### WHAT TO DO
Lay out the material below as a numbered list, one item per line, with blank lines left out.

##### RECORDS #####

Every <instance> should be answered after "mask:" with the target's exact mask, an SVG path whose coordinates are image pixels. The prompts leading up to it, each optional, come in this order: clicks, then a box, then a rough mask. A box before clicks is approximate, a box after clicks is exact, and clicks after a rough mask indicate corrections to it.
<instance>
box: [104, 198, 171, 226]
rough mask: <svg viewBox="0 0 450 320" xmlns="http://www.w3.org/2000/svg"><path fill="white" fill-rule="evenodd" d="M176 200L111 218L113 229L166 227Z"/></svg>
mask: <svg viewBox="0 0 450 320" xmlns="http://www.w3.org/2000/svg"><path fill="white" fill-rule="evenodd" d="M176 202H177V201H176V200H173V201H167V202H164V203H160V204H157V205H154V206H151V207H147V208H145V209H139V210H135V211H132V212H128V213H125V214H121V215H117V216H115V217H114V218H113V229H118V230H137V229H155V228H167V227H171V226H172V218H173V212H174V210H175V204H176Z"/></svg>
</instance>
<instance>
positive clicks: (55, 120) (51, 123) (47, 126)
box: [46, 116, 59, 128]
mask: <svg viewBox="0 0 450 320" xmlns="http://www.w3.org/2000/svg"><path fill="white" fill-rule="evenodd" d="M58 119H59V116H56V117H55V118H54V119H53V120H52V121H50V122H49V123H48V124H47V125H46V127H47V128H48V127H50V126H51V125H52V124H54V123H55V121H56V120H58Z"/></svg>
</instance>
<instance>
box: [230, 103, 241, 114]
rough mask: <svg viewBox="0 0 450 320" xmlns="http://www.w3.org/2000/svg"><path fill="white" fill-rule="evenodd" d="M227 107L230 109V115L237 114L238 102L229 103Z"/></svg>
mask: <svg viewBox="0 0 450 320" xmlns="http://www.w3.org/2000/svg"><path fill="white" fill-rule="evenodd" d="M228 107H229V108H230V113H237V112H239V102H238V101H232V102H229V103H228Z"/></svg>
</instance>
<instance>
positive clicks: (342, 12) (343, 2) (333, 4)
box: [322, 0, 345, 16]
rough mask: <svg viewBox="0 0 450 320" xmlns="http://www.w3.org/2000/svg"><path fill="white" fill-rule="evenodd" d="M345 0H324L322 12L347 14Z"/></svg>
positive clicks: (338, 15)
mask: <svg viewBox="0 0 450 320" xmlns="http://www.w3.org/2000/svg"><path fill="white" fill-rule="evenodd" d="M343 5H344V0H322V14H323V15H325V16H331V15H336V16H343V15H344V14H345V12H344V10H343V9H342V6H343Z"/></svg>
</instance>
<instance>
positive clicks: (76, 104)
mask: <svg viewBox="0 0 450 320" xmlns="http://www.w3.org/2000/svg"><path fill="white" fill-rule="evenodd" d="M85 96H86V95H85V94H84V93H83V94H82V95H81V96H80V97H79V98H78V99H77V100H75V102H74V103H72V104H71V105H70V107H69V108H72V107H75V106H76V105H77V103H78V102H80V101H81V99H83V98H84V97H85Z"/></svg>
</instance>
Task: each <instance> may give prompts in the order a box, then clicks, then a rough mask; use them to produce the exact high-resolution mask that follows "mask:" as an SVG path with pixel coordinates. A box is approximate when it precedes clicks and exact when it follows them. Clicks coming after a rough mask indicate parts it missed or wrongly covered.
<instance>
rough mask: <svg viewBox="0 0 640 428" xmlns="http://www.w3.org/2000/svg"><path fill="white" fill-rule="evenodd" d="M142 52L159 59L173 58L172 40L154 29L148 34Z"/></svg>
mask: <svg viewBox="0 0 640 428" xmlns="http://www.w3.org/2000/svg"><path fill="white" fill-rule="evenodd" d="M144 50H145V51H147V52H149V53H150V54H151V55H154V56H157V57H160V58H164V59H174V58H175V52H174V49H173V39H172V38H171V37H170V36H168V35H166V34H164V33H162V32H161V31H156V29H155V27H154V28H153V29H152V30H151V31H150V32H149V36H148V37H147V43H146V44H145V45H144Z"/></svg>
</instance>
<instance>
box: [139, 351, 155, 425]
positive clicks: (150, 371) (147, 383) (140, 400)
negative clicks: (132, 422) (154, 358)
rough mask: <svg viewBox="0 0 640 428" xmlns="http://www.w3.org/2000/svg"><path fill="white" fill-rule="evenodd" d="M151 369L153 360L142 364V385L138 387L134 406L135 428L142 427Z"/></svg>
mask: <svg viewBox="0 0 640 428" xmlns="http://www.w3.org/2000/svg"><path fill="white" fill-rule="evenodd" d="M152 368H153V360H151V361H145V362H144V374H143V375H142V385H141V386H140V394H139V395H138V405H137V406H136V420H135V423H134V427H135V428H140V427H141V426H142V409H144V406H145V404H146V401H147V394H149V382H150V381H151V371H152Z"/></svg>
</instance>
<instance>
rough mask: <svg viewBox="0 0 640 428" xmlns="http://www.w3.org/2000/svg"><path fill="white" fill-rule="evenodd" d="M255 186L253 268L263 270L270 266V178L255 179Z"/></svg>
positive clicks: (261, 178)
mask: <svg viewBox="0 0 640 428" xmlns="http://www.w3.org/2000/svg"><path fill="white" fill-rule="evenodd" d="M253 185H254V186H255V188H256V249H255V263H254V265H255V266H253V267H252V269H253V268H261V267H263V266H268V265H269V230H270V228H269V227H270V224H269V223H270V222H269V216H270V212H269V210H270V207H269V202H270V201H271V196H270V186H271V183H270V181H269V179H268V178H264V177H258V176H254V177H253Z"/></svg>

#####

### ANSWER SECTION
1. Every <instance> should be answered after "mask:" with the target's exact mask, an SVG path whose coordinates are image pixels. The prompts leading up to it, each optional, come in this order: clicks, then a box, then a rough mask. A box before clicks is approximate, a box after clicks is exact, and clicks after a rough mask indicate corrections to it.
2. <instance>
3. box: [104, 198, 171, 226]
4. rough mask: <svg viewBox="0 0 450 320" xmlns="http://www.w3.org/2000/svg"><path fill="white" fill-rule="evenodd" d="M176 200L111 218L113 229L166 227Z"/></svg>
5. mask: <svg viewBox="0 0 450 320" xmlns="http://www.w3.org/2000/svg"><path fill="white" fill-rule="evenodd" d="M176 202H177V201H176V200H173V201H167V202H164V203H160V204H157V205H154V206H151V207H147V208H145V209H139V210H135V211H132V212H128V213H125V214H121V215H117V216H115V217H114V218H113V229H118V230H137V229H155V228H167V227H171V226H172V218H173V212H174V210H175V204H176Z"/></svg>
6. </instance>
7. <instance>
8. positive clicks: (55, 120) (51, 123) (47, 126)
9. box: [46, 116, 59, 128]
10. mask: <svg viewBox="0 0 450 320" xmlns="http://www.w3.org/2000/svg"><path fill="white" fill-rule="evenodd" d="M58 119H59V116H56V117H55V118H54V119H53V120H52V121H50V122H49V123H48V124H47V125H46V127H47V128H48V127H50V126H51V125H52V124H54V123H55V121H56V120H58Z"/></svg>
11. </instance>
12. <instance>
13. box: [230, 103, 241, 114]
14. rough mask: <svg viewBox="0 0 450 320" xmlns="http://www.w3.org/2000/svg"><path fill="white" fill-rule="evenodd" d="M227 107L230 109V115L237 114L238 102L229 103Z"/></svg>
15. mask: <svg viewBox="0 0 450 320" xmlns="http://www.w3.org/2000/svg"><path fill="white" fill-rule="evenodd" d="M228 107H229V108H230V113H237V112H239V102H238V101H232V102H229V103H228Z"/></svg>
16. </instance>
17. <instance>
18. positive clicks: (342, 12) (343, 2) (333, 4)
19. box: [322, 0, 345, 16]
20. rough mask: <svg viewBox="0 0 450 320" xmlns="http://www.w3.org/2000/svg"><path fill="white" fill-rule="evenodd" d="M345 0H324L322 12L347 14Z"/></svg>
21. positive clicks: (338, 15)
22. mask: <svg viewBox="0 0 450 320" xmlns="http://www.w3.org/2000/svg"><path fill="white" fill-rule="evenodd" d="M343 5H344V0H322V14H323V15H325V16H331V15H336V16H343V15H344V14H345V12H344V10H343V9H342V6H343Z"/></svg>
23. </instance>
24. <instance>
25. positive clicks: (76, 104)
26. mask: <svg viewBox="0 0 450 320" xmlns="http://www.w3.org/2000/svg"><path fill="white" fill-rule="evenodd" d="M85 96H86V95H85V94H84V93H83V94H82V95H81V96H80V97H79V98H78V99H77V100H75V102H74V103H72V104H71V105H70V107H69V108H72V107H75V106H76V105H77V103H78V102H80V101H81V99H83V98H84V97H85Z"/></svg>
27. </instance>
28. Task: each <instance> may give prompts in the order a box, then clicks, then a rough mask; use them to produce the exact high-resolution mask that follows "mask:" as an SVG path with pixel coordinates. A box is approximate when it precedes clicks and exact when it follows them. Clicks coming after a rough mask indicate parts it missed or wrongly covered.
29. <instance>
30. rough mask: <svg viewBox="0 0 640 428" xmlns="http://www.w3.org/2000/svg"><path fill="white" fill-rule="evenodd" d="M142 52L159 59L173 58L172 40L154 29L148 34Z"/></svg>
31. mask: <svg viewBox="0 0 640 428" xmlns="http://www.w3.org/2000/svg"><path fill="white" fill-rule="evenodd" d="M144 50H145V51H147V52H149V53H150V54H151V55H154V56H157V57H160V58H164V59H174V58H175V52H174V49H173V39H172V38H171V37H170V36H168V35H166V34H164V33H162V32H161V31H156V29H155V27H154V28H153V29H152V30H151V31H150V32H149V36H148V37H147V43H146V44H145V45H144Z"/></svg>
32. </instance>
33. <instance>
34. box: [139, 351, 155, 425]
35. positive clicks: (150, 371) (147, 383) (140, 400)
36. negative clicks: (132, 422) (154, 358)
37. rough mask: <svg viewBox="0 0 640 428" xmlns="http://www.w3.org/2000/svg"><path fill="white" fill-rule="evenodd" d="M151 369L153 360L142 364V385L138 387L134 406L135 428L142 427Z"/></svg>
38. mask: <svg viewBox="0 0 640 428" xmlns="http://www.w3.org/2000/svg"><path fill="white" fill-rule="evenodd" d="M152 368H153V360H151V361H145V362H144V374H143V375H142V385H141V386H140V394H139V395H138V405H137V406H136V420H135V423H134V427H135V428H140V427H141V426H142V409H144V406H145V404H146V401H147V394H149V382H150V381H151V371H152Z"/></svg>
39. </instance>
40. <instance>
41. rough mask: <svg viewBox="0 0 640 428" xmlns="http://www.w3.org/2000/svg"><path fill="white" fill-rule="evenodd" d="M255 186L253 268L263 270L270 266V178L255 179Z"/></svg>
42. positive clicks: (261, 178)
43. mask: <svg viewBox="0 0 640 428" xmlns="http://www.w3.org/2000/svg"><path fill="white" fill-rule="evenodd" d="M253 185H254V186H255V188H256V249H255V263H254V265H255V266H253V267H252V269H253V268H261V267H263V266H268V265H269V230H270V228H269V227H270V224H269V223H270V222H269V216H270V212H269V210H270V207H269V202H270V201H271V196H270V186H271V183H270V181H269V179H268V178H264V177H258V176H254V177H253Z"/></svg>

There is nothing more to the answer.